*AIM*. Rewrite all of the entries below, replacing every occurrence of "target" with "object" and leaving everything else unchanged.

*DATA LISTING*.
══════════════════════════════

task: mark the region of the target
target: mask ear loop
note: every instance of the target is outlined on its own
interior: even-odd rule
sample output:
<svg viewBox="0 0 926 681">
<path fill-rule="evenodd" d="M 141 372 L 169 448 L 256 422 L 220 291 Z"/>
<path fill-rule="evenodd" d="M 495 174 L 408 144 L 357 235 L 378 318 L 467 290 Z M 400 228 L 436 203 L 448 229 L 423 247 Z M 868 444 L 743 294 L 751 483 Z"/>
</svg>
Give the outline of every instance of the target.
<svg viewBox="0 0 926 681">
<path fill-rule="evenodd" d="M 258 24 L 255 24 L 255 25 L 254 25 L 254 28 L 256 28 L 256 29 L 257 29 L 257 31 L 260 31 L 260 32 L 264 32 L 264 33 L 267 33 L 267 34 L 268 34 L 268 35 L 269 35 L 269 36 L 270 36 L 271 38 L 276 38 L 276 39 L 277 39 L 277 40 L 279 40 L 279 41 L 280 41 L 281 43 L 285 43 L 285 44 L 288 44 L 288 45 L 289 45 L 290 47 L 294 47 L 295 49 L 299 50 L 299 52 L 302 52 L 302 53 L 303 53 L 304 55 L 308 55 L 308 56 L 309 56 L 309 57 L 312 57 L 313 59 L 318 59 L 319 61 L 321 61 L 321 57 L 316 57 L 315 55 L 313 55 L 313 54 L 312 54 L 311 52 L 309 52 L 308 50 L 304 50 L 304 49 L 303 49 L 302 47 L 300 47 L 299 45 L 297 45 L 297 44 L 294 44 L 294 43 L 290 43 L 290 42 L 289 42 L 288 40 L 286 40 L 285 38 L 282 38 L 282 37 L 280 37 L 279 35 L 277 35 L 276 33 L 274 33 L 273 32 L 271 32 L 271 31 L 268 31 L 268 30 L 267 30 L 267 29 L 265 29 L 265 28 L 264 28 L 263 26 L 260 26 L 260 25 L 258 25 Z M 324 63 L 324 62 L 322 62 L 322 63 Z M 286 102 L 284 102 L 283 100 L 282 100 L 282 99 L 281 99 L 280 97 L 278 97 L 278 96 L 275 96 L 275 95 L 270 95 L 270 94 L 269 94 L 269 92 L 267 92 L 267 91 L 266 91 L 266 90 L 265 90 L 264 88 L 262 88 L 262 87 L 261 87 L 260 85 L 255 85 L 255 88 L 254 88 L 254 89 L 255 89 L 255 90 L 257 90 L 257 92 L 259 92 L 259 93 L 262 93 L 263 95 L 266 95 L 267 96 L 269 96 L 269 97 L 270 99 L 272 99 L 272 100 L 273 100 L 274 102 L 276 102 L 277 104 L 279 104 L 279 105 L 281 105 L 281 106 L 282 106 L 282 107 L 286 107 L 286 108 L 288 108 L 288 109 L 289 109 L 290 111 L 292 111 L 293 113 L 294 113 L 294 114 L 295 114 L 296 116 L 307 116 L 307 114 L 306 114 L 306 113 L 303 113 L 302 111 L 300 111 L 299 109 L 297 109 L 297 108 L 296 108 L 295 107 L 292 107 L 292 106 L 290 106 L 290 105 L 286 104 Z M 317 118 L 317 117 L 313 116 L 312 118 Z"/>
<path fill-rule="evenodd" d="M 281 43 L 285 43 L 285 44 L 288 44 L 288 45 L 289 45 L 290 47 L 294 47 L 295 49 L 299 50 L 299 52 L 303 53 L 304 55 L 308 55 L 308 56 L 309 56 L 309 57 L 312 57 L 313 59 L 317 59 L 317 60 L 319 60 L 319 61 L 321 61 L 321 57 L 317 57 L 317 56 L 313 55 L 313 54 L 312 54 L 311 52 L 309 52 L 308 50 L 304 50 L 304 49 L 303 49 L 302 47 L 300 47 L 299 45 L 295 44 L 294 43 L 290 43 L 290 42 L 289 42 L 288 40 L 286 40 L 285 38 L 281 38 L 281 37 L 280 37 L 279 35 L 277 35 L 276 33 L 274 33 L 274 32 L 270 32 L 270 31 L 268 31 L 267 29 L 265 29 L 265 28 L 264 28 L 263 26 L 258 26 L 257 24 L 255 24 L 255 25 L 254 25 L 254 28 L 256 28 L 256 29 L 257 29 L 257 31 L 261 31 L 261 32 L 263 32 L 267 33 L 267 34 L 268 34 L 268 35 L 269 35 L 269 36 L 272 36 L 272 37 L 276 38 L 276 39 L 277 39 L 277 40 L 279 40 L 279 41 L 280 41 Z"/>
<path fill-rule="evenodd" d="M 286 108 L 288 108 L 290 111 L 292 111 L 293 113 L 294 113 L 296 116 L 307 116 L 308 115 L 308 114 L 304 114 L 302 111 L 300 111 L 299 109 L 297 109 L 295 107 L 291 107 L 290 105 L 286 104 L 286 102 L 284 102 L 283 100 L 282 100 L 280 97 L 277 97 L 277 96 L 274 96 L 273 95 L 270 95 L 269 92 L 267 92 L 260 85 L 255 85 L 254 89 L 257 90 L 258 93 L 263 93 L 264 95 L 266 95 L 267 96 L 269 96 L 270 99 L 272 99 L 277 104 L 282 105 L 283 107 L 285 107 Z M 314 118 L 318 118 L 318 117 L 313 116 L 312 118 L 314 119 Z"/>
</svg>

══════════════════════════════

*CORRECT RESPONSE*.
task: mark the region of the object
object: mask ear loop
note: every instance of the object is outlined on its own
interior: even-odd rule
sample output:
<svg viewBox="0 0 926 681">
<path fill-rule="evenodd" d="M 141 372 L 169 448 L 256 422 L 220 291 Z"/>
<path fill-rule="evenodd" d="M 495 174 L 408 144 L 357 235 L 378 318 L 467 290 Z M 400 228 L 436 203 L 448 229 L 423 247 Z M 868 444 L 743 294 L 751 483 Z"/>
</svg>
Give the outline of every instance of the object.
<svg viewBox="0 0 926 681">
<path fill-rule="evenodd" d="M 258 24 L 255 24 L 255 25 L 254 25 L 254 28 L 256 28 L 256 29 L 257 29 L 257 31 L 260 31 L 260 32 L 264 32 L 264 33 L 267 33 L 267 34 L 268 34 L 268 35 L 269 35 L 269 36 L 270 36 L 271 38 L 276 38 L 276 39 L 277 39 L 277 40 L 279 40 L 279 41 L 280 41 L 281 43 L 285 43 L 285 44 L 288 44 L 288 45 L 289 45 L 290 47 L 294 47 L 295 49 L 299 50 L 299 52 L 302 52 L 302 53 L 303 53 L 304 55 L 308 55 L 308 56 L 309 56 L 309 57 L 312 57 L 313 59 L 318 59 L 319 61 L 321 61 L 321 57 L 316 57 L 315 55 L 313 55 L 313 54 L 312 54 L 311 52 L 309 52 L 308 50 L 304 50 L 304 49 L 303 49 L 302 47 L 300 47 L 299 45 L 297 45 L 297 44 L 294 44 L 294 43 L 290 43 L 290 42 L 289 42 L 288 40 L 286 40 L 285 38 L 282 38 L 282 37 L 280 37 L 279 35 L 277 35 L 276 33 L 274 33 L 273 32 L 271 32 L 271 31 L 268 31 L 268 30 L 267 30 L 267 29 L 265 29 L 265 28 L 264 28 L 263 26 L 260 26 L 260 25 L 258 25 Z M 324 63 L 324 62 L 322 62 L 322 63 Z M 286 102 L 284 102 L 283 100 L 282 100 L 282 99 L 281 99 L 280 97 L 278 97 L 278 96 L 275 96 L 275 95 L 270 95 L 270 94 L 269 94 L 269 92 L 267 92 L 267 91 L 266 91 L 266 90 L 265 90 L 264 88 L 262 88 L 262 87 L 261 87 L 260 85 L 255 85 L 255 88 L 254 88 L 254 89 L 255 89 L 255 90 L 257 90 L 257 92 L 259 92 L 259 93 L 262 93 L 263 95 L 266 95 L 267 96 L 269 96 L 269 97 L 270 99 L 272 99 L 272 100 L 273 100 L 274 102 L 276 102 L 277 104 L 279 104 L 279 105 L 281 105 L 281 106 L 282 106 L 282 107 L 286 107 L 286 108 L 288 108 L 288 109 L 289 109 L 290 111 L 292 111 L 293 113 L 294 113 L 294 114 L 295 114 L 296 116 L 307 116 L 307 114 L 306 114 L 306 113 L 303 113 L 302 111 L 300 111 L 299 109 L 297 109 L 297 108 L 296 108 L 295 107 L 292 107 L 292 106 L 290 106 L 290 105 L 286 104 Z M 317 118 L 317 117 L 313 116 L 312 118 Z"/>
<path fill-rule="evenodd" d="M 281 43 L 285 43 L 285 44 L 288 44 L 288 45 L 289 45 L 290 47 L 294 47 L 295 49 L 299 50 L 299 52 L 303 53 L 304 55 L 308 55 L 308 56 L 309 56 L 309 57 L 312 57 L 313 59 L 317 59 L 317 60 L 319 60 L 319 61 L 321 61 L 321 57 L 317 57 L 317 56 L 313 55 L 313 54 L 312 54 L 311 52 L 309 52 L 308 50 L 304 50 L 304 49 L 303 49 L 302 47 L 300 47 L 299 45 L 295 44 L 294 43 L 290 43 L 290 42 L 289 42 L 288 40 L 286 40 L 285 38 L 281 38 L 281 37 L 280 37 L 279 35 L 277 35 L 276 33 L 274 33 L 274 32 L 270 32 L 270 31 L 268 31 L 267 29 L 265 29 L 265 28 L 264 28 L 263 26 L 258 26 L 257 24 L 255 24 L 255 25 L 254 25 L 254 28 L 256 28 L 256 29 L 257 29 L 257 31 L 261 31 L 261 32 L 263 32 L 267 33 L 267 34 L 268 34 L 268 35 L 269 35 L 269 36 L 272 36 L 272 37 L 276 38 L 276 39 L 277 39 L 277 40 L 279 40 L 279 41 L 280 41 Z"/>
<path fill-rule="evenodd" d="M 286 108 L 288 108 L 290 111 L 292 111 L 293 113 L 294 113 L 296 116 L 307 116 L 308 115 L 308 114 L 304 114 L 302 111 L 300 111 L 299 109 L 297 109 L 295 107 L 291 107 L 290 105 L 286 104 L 286 102 L 284 102 L 283 100 L 282 100 L 280 97 L 277 97 L 277 96 L 274 96 L 273 95 L 270 95 L 269 92 L 267 92 L 260 85 L 255 85 L 254 89 L 257 90 L 258 93 L 263 93 L 264 95 L 266 95 L 267 96 L 269 96 L 270 99 L 272 99 L 277 104 L 282 105 L 283 107 L 285 107 Z M 314 118 L 318 118 L 318 117 L 313 116 L 312 118 L 314 119 Z"/>
</svg>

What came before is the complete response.